[Opening Supplied text section]

22 December 2024: The three latest written interviews of me are here, here and here.
Showing posts with label Daniel Craig. Show all posts
Showing posts with label Daniel Craig. Show all posts

Tuesday, December 27, 2022

Glass Onion: A Knives Out Mystery: Hercule Poirot and Elon Musk



Glass Onion: A Knives Out Mystery was even funnier and more fun than Knives Out, which was plenty funny and fun.  Plus, Glass Onion was just brimming with social relevance, extending its satire of Agatha Christie to our real world at large.  All to the good -- given what our real world is like, we could use all the satire we can get our eyes and ears on.

[Spoilers ahead ...]

COVID is the first real calamity to receive this treatment.  I certainly wouldn't want to see an entire movie lampooning anything about the pandemic -- it's no laughing matter -- but the start-up of Glass Onion with the masks and the protective blast to the throat was just right.

Elon Musk, on the other hand, deserves all the satire anyone can lob at him.  And Miles Bron, who turns out to be the villain of the story, surely has elements of Musk, hawking a scientific miracle energy breakthrough, flaunting his billionaire wealth, and all the rest.  Social media in general get a good ribbing in this movie, too,

The acting was great.  Daniel Craig (as sleuth Benoit Black) and Ed Norton (as Miles Bron) have never given anything less than a top performance, at least as far as I know.  And the supporting cast were in fine form, too.  For some reason, my favorite was Madelyn Cline as Whiskey (hey, she was excellent in Outer Banks, too).

Of course, in a satire whodunnit, the mystery plot has to be tight and well resolved.  I won't give everything away, on the slim chance that you're reading this and haven't already seen Glass Onion.  But I will say Hercule Poirot would've approved.

Oh, and the music was good, too!  "Glass Onion" is always a pleasure to hear.  And it sounded fantastic at the end of this movie.  I'm thinking the producers of the movie did to the sound what Peter Jackson did for the Beatles in Get Back -- the Beatles never sounded better!

[Closing Supplied text section]
[Opening Exercise data section]

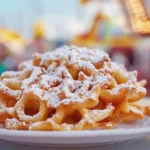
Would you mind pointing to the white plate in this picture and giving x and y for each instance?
(78, 138)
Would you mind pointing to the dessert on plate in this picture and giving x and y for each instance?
(71, 88)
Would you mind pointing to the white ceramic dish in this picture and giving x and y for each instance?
(78, 138)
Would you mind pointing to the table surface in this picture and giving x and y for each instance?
(140, 144)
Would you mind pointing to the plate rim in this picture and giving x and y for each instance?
(82, 133)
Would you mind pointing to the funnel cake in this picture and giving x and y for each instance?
(71, 88)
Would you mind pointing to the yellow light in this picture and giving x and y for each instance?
(139, 20)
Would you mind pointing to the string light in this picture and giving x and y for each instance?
(139, 20)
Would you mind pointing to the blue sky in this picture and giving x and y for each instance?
(51, 6)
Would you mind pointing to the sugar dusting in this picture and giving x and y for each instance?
(53, 81)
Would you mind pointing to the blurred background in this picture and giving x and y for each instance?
(119, 27)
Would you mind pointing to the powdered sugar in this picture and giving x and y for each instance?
(70, 75)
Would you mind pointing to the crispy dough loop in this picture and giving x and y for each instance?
(20, 108)
(70, 88)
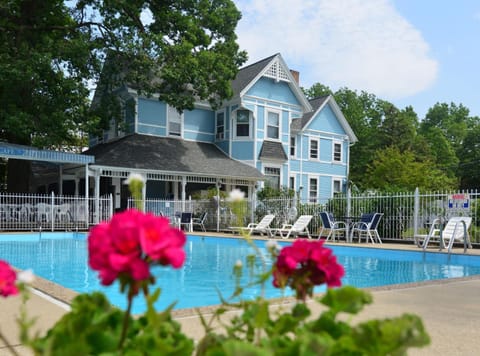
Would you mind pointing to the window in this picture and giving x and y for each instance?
(313, 190)
(174, 122)
(272, 177)
(242, 126)
(337, 152)
(273, 125)
(314, 149)
(337, 186)
(220, 126)
(291, 182)
(292, 146)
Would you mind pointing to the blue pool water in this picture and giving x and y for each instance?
(62, 258)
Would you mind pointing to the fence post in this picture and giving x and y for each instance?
(416, 208)
(110, 206)
(349, 202)
(218, 206)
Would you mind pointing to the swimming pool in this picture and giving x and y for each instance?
(62, 258)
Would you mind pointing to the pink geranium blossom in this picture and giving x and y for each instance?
(130, 242)
(304, 265)
(8, 278)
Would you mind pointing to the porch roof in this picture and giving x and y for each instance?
(14, 151)
(170, 155)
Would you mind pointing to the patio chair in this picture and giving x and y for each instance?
(200, 221)
(262, 227)
(186, 220)
(299, 227)
(333, 227)
(456, 229)
(367, 227)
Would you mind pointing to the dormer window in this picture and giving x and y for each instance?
(220, 126)
(337, 152)
(242, 124)
(273, 125)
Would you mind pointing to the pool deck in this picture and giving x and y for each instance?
(450, 310)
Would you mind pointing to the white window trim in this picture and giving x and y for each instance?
(294, 176)
(340, 180)
(224, 125)
(279, 112)
(309, 189)
(333, 151)
(277, 166)
(234, 126)
(310, 149)
(168, 122)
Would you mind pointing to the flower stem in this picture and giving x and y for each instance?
(7, 344)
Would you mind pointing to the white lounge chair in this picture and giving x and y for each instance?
(456, 229)
(262, 227)
(333, 227)
(299, 227)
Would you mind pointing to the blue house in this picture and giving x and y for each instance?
(269, 133)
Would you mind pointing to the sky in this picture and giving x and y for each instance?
(410, 52)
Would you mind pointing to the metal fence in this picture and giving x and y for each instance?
(405, 215)
(23, 212)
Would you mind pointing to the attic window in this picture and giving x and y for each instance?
(277, 72)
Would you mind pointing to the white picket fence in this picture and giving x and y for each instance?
(406, 215)
(20, 212)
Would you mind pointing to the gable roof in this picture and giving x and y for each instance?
(249, 75)
(272, 150)
(318, 104)
(170, 155)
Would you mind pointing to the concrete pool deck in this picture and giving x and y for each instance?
(450, 310)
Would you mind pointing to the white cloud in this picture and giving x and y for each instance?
(360, 44)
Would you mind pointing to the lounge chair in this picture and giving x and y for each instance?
(186, 220)
(200, 221)
(262, 227)
(367, 227)
(299, 227)
(456, 229)
(332, 226)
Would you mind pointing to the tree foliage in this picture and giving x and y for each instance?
(398, 151)
(50, 52)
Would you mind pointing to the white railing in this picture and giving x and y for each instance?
(52, 212)
(406, 215)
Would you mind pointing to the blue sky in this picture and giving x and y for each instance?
(409, 52)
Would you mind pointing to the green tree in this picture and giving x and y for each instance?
(317, 90)
(469, 158)
(452, 120)
(364, 114)
(393, 170)
(399, 127)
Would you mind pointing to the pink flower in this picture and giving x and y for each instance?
(7, 280)
(130, 242)
(304, 265)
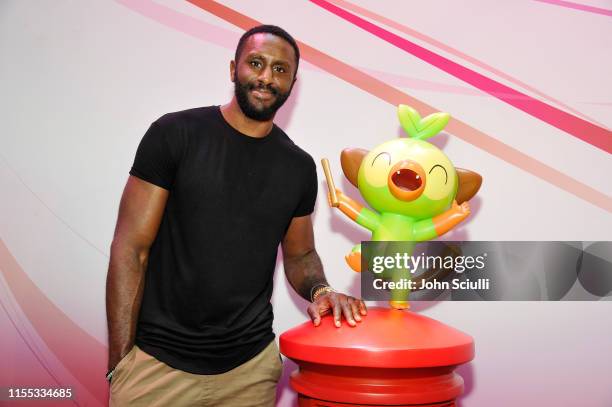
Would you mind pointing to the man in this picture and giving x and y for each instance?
(212, 193)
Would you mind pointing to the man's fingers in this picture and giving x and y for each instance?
(313, 311)
(348, 313)
(354, 308)
(362, 308)
(337, 313)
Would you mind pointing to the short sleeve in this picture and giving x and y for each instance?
(309, 197)
(154, 162)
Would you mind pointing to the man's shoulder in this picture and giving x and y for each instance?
(295, 151)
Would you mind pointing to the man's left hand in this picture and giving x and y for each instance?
(339, 304)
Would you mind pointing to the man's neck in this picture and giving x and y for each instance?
(235, 117)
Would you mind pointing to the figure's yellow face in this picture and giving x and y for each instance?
(407, 176)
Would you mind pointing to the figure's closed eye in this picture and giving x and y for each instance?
(443, 169)
(382, 154)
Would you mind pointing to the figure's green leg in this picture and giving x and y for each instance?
(399, 296)
(354, 258)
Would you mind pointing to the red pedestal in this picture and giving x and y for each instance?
(392, 357)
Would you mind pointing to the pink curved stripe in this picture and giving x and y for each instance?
(578, 6)
(579, 128)
(395, 97)
(440, 45)
(82, 355)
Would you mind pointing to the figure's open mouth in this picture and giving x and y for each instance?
(407, 179)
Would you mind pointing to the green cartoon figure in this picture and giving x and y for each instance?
(415, 192)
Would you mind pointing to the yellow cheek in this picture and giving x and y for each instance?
(376, 175)
(435, 188)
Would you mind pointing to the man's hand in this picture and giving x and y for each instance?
(339, 304)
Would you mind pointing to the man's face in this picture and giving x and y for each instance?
(264, 75)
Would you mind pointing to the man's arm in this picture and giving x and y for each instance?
(304, 271)
(140, 213)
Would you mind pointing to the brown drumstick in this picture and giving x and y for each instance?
(330, 183)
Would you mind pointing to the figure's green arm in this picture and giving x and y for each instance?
(428, 229)
(360, 214)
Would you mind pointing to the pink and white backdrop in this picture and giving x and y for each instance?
(528, 84)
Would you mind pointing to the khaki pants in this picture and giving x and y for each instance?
(142, 380)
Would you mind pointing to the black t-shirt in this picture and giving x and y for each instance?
(206, 303)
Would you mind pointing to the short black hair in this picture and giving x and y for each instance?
(268, 29)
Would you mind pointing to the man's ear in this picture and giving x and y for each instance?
(232, 70)
(351, 159)
(469, 184)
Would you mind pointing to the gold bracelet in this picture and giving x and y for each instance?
(320, 290)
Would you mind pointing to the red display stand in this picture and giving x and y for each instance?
(392, 358)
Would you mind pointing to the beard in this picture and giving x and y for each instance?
(263, 113)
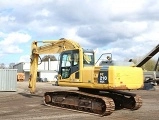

[Closing Exercise data section]

## Action item A
Answer these questions using the Glass Onion review, one line each:
(i) Which actor played Miles Bron?
(ii) Which member of the supporting cast was the reviewer's favorite, and in what role?
(iii) Which song does the review say sounded fantastic at the end of the movie?
## Action item B
Write the next part of the Glass Onion review, continuing after its last sentence.
The tasks use only the review and do not need the items.

## Your response A
(i) Ed Norton
(ii) Madelyn Cline as Whiskey
(iii) "Glass Onion"

## Your response B
And while we're on the subject of music in this movie, Nat King Cole's "Mona Lisa" gets that same -- let's call it Peter Jackson -- treatment. Cole's uniquely warm voice, like "chestnuts roasting on an open fire," sounds like it's in the same room with us. Mona Lisa -- the Leonardo da Vinci painting -- makes a major appearance in the movie, a symbol of Bron's boastful greed -- as does an acoustic guitar alleged to be Paul McCartney's, which Bron strums for "Blackbird" to impress his guests. 

Okay, this review is about a movie, not its music, but as long as I'm into it, the Bee Gees' "To Love Somebody" sounded crystal clear beautiful, too, as did David Bowie's "Starman" (his "Star" is in Glass Onion, too, but I always liked "Starman" much more). And one last point, promise, about this music: it was fun to hear Toots and the Maytals sing "Take Me Home, Country Roads," but yeah, it made me wish I was hearing John Denver singing his song with co-writers Taffy Nivert and Bill Danoffin this supersonic mix. 

 All credit goes to Rian Johnson, who not only selected the songs, but wrote and directed this gem of a movie.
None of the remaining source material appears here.